## GIVEN EXERCISE
Render the lines of the data below as a numbered list, taking everything between the lines holding "In this picture, where can the white tank" and "point(259, 219)", inclusive, and dropping any blank lines.

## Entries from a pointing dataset
+ + + + +
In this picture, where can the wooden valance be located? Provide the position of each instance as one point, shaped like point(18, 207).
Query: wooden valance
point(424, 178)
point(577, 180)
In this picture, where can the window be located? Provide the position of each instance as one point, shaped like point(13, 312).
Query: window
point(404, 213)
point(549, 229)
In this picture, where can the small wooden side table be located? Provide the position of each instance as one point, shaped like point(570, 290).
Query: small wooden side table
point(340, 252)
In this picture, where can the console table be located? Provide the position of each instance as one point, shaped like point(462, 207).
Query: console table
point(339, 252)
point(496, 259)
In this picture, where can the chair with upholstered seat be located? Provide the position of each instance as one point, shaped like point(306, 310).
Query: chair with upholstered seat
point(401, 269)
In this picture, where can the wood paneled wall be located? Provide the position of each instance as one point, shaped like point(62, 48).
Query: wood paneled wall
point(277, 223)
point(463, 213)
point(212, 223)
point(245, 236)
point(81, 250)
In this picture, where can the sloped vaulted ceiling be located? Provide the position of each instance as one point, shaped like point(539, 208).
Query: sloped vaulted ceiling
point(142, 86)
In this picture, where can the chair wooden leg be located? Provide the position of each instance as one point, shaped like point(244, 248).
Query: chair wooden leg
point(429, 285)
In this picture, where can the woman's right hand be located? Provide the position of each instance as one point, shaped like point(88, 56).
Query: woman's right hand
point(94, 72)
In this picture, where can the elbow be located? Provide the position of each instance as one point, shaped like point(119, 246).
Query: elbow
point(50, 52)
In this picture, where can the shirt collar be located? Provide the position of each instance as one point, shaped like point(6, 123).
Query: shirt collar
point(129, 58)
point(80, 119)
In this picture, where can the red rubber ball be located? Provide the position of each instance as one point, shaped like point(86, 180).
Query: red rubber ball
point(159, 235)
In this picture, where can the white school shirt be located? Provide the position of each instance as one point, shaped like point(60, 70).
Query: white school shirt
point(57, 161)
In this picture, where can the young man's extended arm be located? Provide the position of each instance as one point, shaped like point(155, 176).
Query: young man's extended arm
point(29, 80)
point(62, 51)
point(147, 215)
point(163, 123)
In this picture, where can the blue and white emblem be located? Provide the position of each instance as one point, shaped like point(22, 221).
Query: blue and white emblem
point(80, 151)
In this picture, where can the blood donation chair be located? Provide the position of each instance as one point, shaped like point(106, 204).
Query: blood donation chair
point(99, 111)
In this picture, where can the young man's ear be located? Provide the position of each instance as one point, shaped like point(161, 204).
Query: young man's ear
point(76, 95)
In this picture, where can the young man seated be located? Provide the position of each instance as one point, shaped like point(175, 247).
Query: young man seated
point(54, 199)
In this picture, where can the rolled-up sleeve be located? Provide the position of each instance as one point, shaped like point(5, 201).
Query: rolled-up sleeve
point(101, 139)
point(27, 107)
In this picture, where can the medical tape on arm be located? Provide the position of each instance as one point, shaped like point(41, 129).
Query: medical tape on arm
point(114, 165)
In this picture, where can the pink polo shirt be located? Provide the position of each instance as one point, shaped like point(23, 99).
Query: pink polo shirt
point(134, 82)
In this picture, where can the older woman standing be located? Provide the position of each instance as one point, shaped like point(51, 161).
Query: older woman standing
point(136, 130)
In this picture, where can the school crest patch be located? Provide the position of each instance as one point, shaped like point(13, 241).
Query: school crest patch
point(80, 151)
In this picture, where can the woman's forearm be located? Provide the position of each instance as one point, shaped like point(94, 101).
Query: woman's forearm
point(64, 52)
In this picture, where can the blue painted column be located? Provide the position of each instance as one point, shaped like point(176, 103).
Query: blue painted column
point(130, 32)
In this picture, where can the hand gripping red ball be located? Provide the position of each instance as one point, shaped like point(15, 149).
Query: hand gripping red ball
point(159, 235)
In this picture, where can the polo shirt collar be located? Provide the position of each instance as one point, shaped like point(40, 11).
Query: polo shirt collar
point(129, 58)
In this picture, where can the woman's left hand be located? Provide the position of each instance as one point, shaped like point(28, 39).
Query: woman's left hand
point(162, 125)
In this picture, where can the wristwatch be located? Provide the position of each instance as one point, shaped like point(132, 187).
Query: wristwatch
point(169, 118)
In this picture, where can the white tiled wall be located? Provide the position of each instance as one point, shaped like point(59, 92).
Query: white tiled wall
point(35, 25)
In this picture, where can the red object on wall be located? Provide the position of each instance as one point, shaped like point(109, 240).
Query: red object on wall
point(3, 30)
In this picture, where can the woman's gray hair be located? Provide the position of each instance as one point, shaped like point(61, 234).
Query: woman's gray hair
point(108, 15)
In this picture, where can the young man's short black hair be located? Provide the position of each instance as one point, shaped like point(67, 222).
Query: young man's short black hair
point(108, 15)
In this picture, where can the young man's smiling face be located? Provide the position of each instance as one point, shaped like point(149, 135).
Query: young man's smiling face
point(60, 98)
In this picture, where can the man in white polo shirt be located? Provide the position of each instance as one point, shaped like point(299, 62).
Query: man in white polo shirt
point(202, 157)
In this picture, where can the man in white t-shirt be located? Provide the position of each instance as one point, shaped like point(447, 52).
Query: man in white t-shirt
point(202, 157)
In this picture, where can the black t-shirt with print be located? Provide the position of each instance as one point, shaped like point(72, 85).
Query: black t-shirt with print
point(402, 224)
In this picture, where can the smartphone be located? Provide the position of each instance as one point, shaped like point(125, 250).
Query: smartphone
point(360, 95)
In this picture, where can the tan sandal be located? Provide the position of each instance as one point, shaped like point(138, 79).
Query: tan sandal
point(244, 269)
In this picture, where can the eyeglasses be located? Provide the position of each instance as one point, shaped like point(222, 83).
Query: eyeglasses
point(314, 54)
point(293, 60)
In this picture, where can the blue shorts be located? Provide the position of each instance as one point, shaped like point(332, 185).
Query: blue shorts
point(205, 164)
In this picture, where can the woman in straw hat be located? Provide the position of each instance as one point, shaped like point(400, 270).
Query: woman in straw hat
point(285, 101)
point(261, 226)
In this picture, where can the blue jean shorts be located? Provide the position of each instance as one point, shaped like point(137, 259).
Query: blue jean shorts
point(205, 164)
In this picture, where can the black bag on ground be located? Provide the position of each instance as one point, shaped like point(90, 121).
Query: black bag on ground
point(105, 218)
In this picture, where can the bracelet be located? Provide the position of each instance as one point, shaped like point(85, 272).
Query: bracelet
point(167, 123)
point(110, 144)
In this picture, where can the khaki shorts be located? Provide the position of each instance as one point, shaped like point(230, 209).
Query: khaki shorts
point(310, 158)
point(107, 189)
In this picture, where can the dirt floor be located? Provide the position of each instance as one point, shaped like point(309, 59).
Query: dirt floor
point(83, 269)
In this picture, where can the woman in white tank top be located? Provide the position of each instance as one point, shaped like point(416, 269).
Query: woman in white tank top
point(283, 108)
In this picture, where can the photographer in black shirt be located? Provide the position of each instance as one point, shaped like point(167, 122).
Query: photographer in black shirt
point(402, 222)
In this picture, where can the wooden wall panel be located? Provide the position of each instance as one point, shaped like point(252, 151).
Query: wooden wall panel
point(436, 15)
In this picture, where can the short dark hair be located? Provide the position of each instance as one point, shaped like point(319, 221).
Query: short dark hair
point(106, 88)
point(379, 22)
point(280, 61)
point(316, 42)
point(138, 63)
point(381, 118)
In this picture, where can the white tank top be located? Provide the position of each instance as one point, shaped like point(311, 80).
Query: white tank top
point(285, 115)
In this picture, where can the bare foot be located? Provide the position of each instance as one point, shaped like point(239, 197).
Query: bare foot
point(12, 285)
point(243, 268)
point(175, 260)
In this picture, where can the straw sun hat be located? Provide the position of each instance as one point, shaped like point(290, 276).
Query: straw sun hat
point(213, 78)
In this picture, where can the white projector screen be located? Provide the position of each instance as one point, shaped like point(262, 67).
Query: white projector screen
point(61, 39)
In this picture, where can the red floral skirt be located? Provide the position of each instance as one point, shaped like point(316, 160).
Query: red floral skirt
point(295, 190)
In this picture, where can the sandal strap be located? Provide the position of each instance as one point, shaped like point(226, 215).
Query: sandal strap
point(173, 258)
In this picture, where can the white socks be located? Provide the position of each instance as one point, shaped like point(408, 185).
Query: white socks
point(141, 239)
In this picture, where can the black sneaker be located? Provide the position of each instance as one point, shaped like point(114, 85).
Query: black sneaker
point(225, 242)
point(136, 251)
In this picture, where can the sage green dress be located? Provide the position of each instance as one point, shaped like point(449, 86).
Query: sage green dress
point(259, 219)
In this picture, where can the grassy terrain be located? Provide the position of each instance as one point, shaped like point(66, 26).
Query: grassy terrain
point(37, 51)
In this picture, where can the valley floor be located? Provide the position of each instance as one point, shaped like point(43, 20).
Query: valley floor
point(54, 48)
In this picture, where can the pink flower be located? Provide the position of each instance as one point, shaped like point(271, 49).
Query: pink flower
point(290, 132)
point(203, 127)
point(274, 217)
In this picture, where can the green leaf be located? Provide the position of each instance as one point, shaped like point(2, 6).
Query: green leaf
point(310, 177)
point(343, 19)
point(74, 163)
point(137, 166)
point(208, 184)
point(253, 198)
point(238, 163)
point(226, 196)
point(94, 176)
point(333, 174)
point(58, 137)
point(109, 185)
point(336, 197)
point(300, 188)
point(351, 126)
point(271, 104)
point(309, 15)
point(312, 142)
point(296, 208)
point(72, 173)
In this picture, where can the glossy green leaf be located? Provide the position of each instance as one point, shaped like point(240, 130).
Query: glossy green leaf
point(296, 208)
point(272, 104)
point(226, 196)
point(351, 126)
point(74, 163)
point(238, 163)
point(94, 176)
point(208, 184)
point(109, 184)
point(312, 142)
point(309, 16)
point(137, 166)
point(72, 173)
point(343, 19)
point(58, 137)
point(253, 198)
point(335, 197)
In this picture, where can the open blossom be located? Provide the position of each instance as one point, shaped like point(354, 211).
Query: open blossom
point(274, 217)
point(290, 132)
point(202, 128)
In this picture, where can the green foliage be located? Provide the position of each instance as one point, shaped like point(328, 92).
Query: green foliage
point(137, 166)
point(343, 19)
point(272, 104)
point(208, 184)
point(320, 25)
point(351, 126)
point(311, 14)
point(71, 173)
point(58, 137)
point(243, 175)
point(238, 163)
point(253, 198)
+ + + + +
## WRITTEN SOLUTION
1. In this picture, where can the white tank top be located? Provide the position of each instance as one point, shaped like point(311, 80).
2. Query: white tank top
3. point(285, 115)
4. In this picture, where can the bare foot be located? Provide the position of each instance as one point, shaped like point(239, 197).
5. Query: bare foot
6. point(12, 285)
7. point(243, 268)
8. point(175, 260)
9. In this picture, where can the straw sun hat be located? Provide the position of each instance as one point, shaped like point(290, 276).
10. Query: straw sun hat
11. point(213, 78)
12. In this picture, where can the white projector screen be located? Provide the position of each instance as one point, shaped like point(262, 67).
13. Query: white projector screen
14. point(61, 39)
15. In this picture, where can the red floral skirt be located? Provide the position of each instance as one point, shaped like point(316, 160).
16. Query: red floral skirt
17. point(295, 190)
18. In this picture, where can the sandal strap be located? Provide the position of each instance as one point, shaped like point(226, 215).
19. Query: sandal strap
20. point(173, 258)
21. In this picture, where can the white socks be located? Provide the position of each instance as one point, shaped like point(408, 185).
22. Query: white socks
23. point(141, 239)
24. In this picture, where can the black sneaker be located? Provide the position of each instance as one point, shaped like point(114, 85).
25. Query: black sneaker
26. point(225, 242)
27. point(136, 251)
28. In this picture, where can the sage green dress be located? Provide the position of each instance as one point, shaped like point(449, 86).
29. Query: sage green dress
30. point(259, 219)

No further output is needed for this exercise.